THE PROBLEM:
Without omitting anything, retype the data that follows.

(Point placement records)
- - -
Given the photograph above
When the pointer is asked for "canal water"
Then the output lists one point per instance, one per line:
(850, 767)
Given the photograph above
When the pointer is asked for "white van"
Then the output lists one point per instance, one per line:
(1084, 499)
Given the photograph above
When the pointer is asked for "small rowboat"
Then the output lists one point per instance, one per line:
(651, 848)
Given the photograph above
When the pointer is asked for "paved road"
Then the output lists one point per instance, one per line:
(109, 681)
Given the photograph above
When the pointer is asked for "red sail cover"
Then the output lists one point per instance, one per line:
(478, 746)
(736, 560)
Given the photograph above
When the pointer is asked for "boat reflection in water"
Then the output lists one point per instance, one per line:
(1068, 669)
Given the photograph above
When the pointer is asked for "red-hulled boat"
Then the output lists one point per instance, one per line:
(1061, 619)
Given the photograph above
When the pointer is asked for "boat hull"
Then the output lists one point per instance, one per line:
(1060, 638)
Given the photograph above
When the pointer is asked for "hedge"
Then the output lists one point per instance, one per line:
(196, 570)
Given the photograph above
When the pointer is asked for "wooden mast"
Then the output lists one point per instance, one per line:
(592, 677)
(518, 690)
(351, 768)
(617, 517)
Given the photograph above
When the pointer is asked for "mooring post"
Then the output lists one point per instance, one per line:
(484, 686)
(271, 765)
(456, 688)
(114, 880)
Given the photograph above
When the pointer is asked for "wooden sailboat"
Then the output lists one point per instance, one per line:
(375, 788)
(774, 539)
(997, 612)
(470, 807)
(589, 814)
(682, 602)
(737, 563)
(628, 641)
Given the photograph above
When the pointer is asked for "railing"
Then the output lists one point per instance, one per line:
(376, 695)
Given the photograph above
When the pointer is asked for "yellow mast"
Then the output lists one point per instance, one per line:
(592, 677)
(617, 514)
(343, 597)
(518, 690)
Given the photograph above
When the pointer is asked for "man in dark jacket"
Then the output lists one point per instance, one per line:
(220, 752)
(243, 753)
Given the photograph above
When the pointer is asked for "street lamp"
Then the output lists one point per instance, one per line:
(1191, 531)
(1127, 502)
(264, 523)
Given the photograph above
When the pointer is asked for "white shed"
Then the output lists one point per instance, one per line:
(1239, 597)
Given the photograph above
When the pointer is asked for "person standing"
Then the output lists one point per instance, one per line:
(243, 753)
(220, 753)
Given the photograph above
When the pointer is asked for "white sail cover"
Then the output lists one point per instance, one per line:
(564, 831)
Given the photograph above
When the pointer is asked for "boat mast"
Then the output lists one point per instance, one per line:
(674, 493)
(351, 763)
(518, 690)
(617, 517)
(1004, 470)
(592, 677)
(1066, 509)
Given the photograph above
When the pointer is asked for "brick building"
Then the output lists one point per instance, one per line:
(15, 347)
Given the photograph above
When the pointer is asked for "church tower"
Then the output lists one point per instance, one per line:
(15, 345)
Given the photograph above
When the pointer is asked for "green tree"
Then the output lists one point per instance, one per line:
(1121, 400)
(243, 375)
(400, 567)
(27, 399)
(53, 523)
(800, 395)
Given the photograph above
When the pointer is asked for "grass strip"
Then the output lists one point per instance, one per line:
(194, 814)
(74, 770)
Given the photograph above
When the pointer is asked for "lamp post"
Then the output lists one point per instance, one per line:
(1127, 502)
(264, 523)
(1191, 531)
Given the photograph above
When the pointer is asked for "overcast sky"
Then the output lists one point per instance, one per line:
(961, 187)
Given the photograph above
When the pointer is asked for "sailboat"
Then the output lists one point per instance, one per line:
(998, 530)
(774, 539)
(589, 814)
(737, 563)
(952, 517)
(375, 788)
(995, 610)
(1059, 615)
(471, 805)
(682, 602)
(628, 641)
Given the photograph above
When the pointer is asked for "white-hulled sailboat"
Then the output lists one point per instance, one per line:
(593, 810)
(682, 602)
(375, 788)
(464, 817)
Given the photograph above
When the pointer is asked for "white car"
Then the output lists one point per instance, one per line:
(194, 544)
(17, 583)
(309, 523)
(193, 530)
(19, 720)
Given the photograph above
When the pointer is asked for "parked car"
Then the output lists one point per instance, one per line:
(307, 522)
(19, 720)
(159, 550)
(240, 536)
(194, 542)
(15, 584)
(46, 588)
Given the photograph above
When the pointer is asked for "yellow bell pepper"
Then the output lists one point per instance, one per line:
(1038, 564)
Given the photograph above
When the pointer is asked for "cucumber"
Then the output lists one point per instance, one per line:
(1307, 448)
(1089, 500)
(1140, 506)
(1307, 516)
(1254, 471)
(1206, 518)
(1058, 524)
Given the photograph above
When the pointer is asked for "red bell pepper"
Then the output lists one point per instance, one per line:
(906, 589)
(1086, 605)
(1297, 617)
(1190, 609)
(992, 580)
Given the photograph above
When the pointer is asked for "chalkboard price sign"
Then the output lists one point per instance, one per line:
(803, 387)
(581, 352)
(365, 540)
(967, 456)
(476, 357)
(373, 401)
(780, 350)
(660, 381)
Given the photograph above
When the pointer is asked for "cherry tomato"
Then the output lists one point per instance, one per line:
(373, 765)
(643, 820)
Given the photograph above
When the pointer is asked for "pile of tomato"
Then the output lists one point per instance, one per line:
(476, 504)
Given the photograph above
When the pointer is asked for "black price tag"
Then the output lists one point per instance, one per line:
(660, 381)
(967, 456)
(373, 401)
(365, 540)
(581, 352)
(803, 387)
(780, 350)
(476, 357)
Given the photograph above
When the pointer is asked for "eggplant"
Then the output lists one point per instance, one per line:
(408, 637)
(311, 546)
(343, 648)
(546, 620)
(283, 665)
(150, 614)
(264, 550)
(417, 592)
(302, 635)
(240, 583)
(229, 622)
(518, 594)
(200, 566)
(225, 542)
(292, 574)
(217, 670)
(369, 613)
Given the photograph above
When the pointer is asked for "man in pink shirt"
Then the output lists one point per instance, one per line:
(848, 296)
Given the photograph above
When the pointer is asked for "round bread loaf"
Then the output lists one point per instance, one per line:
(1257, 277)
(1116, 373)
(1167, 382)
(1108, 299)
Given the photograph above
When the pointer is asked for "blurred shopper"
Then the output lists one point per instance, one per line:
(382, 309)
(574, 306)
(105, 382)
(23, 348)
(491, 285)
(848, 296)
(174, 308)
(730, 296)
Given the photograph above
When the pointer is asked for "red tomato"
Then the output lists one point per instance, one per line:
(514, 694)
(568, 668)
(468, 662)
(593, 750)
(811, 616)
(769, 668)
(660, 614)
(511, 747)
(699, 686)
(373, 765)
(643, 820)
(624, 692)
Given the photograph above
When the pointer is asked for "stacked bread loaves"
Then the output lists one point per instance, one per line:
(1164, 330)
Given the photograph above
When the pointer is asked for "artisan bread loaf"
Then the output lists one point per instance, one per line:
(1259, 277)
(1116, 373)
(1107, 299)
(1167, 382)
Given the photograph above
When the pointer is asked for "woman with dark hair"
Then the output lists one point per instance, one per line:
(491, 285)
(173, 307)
- - -
REPLY TO THE TASK:
Given the photograph above
When the pointer is asked for "canal water"
Then the output lists one point per instance, one per line:
(850, 767)
Given the photograph above
When the pointer is asked for "white van"
Then the output lists one point per instance, one per line:
(1084, 499)
Given the photograph above
When the pointer is asked for "small rowboat"
Then the output lists one point per instance, one per line:
(651, 848)
Given the photograph above
When the pointer is asked for "paved road"
Then the output lists one point per instance, one per line:
(109, 681)
Given the photograph above
When the pointer is asked for "red sail cover"
Then the output lists one point per instance, one per line:
(478, 746)
(736, 560)
Given the photograph above
When the pointer is asked for "boat reflection in water"
Then the output lists one point per instance, one per line:
(1068, 669)
Given the photograph above
When the pointer is asked for "red-hulled boat"
Then the output lists one point per instance, one per line:
(1061, 619)
Given the photograph above
When the pointer is asked for "boat hull"
Then the output lists one point per instance, one per line:
(1060, 638)
Given the photograph above
When the pointer is asked for "hedge"
Then the output lists one point per instance, one per line:
(196, 570)
Given the photograph above
When the pointer is asked for "wooden mast"
Then the output lists one point per instance, one per line:
(592, 677)
(518, 690)
(351, 768)
(617, 517)
Given the photograph above
When the pointer is asked for "mooring post"
Then the output lists one point per instance, one per line:
(484, 686)
(271, 765)
(456, 688)
(114, 880)
Given the photograph above
When the pointer is asked for "wooden sailboat"
Then the output lists one point per instance, one per line:
(375, 788)
(774, 539)
(997, 612)
(470, 807)
(589, 814)
(682, 602)
(737, 563)
(628, 641)
Given the photograph above
When the pointer is asked for "railing"
Then the output lists one point per instance, one per line:
(376, 695)
Given the photograph above
When the pointer is asked for "yellow mast"
Then the output lists one point per instance, one per line:
(592, 677)
(617, 514)
(343, 597)
(518, 690)
Given the photograph above
When the pointer is asked for "man in dark jacket"
Then the output lists one point per instance, one per line:
(220, 752)
(243, 753)
Given the photograph above
When the pointer is asked for "street lamp"
Then the output lists one point per instance, one per line:
(1191, 531)
(1127, 502)
(264, 523)
Given the photograph above
When the pointer is asked for "white shed"
Then the output lists one point per instance, one per line:
(1239, 597)
Given the photograph above
When the pointer is asked for "person standing"
Then the output lists one point per instance, one per line:
(243, 753)
(220, 753)
Given the photograph above
When the pointer is asked for "white sail cover"
Then the output lists one point per instance, one per line:
(564, 831)
Given the photograph above
When the pointer is asked for "boat mast"
Then the output lists one point per instance, one per line:
(674, 493)
(351, 763)
(518, 690)
(617, 517)
(1004, 470)
(592, 677)
(1066, 509)
Given the photograph above
When the pointer is asked for "brick building"
Then the output lists one point per instance, one per line:
(15, 347)
Given the photograph above
When the pointer is asked for "church tower"
Then the output lists one point per instance, one per line:
(15, 345)
Given the photograph above
When the pointer is asked for "green tree"
Then the output lists one point per instance, one per line:
(1121, 400)
(243, 375)
(400, 567)
(27, 399)
(53, 523)
(800, 395)
Given the photograph above
When the pointer is asked for "grass strip"
Then the output lists one point per instance, one per line:
(194, 814)
(74, 770)
Given the photograph above
When the pointer is asked for "lamp post"
Then the output lists one point per instance, one per line:
(1127, 502)
(264, 523)
(1191, 531)
Given the photograph above
When the pointer is asked for "overcast sky"
Then the output lists one point per instance, one per line:
(961, 187)
Given the photograph above
When the pointer is asked for "sailboat"
Then the output lists one point per instance, one per line:
(998, 530)
(774, 539)
(589, 814)
(737, 563)
(952, 517)
(375, 788)
(995, 610)
(1059, 615)
(471, 805)
(682, 602)
(628, 641)
Given the photograph above
When the pointer is asked for "white-hulled sailboat"
Then the output lists one point per instance, one per line:
(593, 810)
(682, 602)
(375, 788)
(464, 817)
Given the photograph above
When the pointer is asked for "white car"
Then the output lists one point per instance, one per line:
(194, 544)
(17, 583)
(309, 523)
(193, 530)
(19, 720)
Given the photograph above
When the pointer is asked for "parked car"
Then the output lists one point per instance, one per line:
(307, 522)
(19, 720)
(159, 550)
(240, 536)
(194, 542)
(15, 584)
(46, 588)
Given the photograph above
When the pointer is asked for "yellow bell pepper"
Then the output lists one point per instance, one per line:
(1038, 564)
Given the photograph above
When the pointer is asked for "cucumber"
Then the output lists one point per instance, one per line:
(1307, 448)
(1089, 500)
(1140, 506)
(1307, 516)
(1254, 471)
(1206, 518)
(1058, 524)
Given the photograph above
When the pointer is asked for "red bell pepper"
Then the output lists one point per instance, one per line:
(906, 589)
(1086, 605)
(1297, 617)
(1190, 609)
(992, 580)
Given the photograph above
When the pointer is asked for "chalkboard price sign"
Then the output lists one point per instance, one per line:
(803, 387)
(581, 352)
(365, 540)
(967, 456)
(476, 357)
(373, 401)
(780, 350)
(660, 381)
Given the photograph above
When the pointer is asked for "cherry tomato"
Then the output lists one point per instance, one per line:
(373, 765)
(643, 820)
Given the photograph above
When the pointer is asked for "pile of tomato"
Then the output lists one point per instance, one per line:
(476, 504)
Given the photograph above
When the pointer is asked for "black price tag"
Then the output lists one point per instance, one per line:
(660, 381)
(967, 456)
(373, 401)
(365, 540)
(581, 352)
(803, 387)
(780, 350)
(476, 357)
Given the photograph above
When the pointer is asked for "eggplant"
Then the output lists one point per instance, one per line:
(408, 637)
(311, 546)
(343, 648)
(546, 620)
(283, 665)
(150, 614)
(264, 550)
(417, 592)
(302, 635)
(240, 583)
(229, 622)
(518, 594)
(200, 566)
(225, 542)
(292, 574)
(217, 670)
(369, 613)
Given the photograph above
When the pointer is asked for "man in pink shirt"
Then the output lists one point per instance, one per line:
(848, 296)
Given the photograph above
When the pointer is asked for "round bread loaf"
Then the output lists one point per instance, one per line:
(1257, 277)
(1116, 373)
(1167, 382)
(1108, 299)
Given the photograph above
When the pointer is asked for "blurred shopper"
Then the output lists one point per instance, one per line:
(382, 309)
(574, 306)
(105, 382)
(23, 348)
(491, 285)
(848, 296)
(174, 308)
(730, 296)
Given the photograph above
When the pointer is asked for "red tomato"
Then the output lists one point per instance, one per line:
(514, 694)
(568, 668)
(468, 662)
(593, 750)
(811, 616)
(769, 668)
(660, 614)
(511, 747)
(699, 686)
(373, 765)
(643, 820)
(624, 692)
Given the photograph above
When the pointer is asked for "stacked bread loaves"
Then the output lists one point per instance, one per line:
(1164, 330)
Given the photograph above
When the pointer is asked for "artisan bread loaf"
Then the output lists one point per instance, one per line:
(1259, 277)
(1116, 373)
(1107, 299)
(1167, 382)
Given the photograph above
When the pointer is asked for "woman with dark hair"
Then the output lists one point per instance, one per line:
(491, 285)
(173, 307)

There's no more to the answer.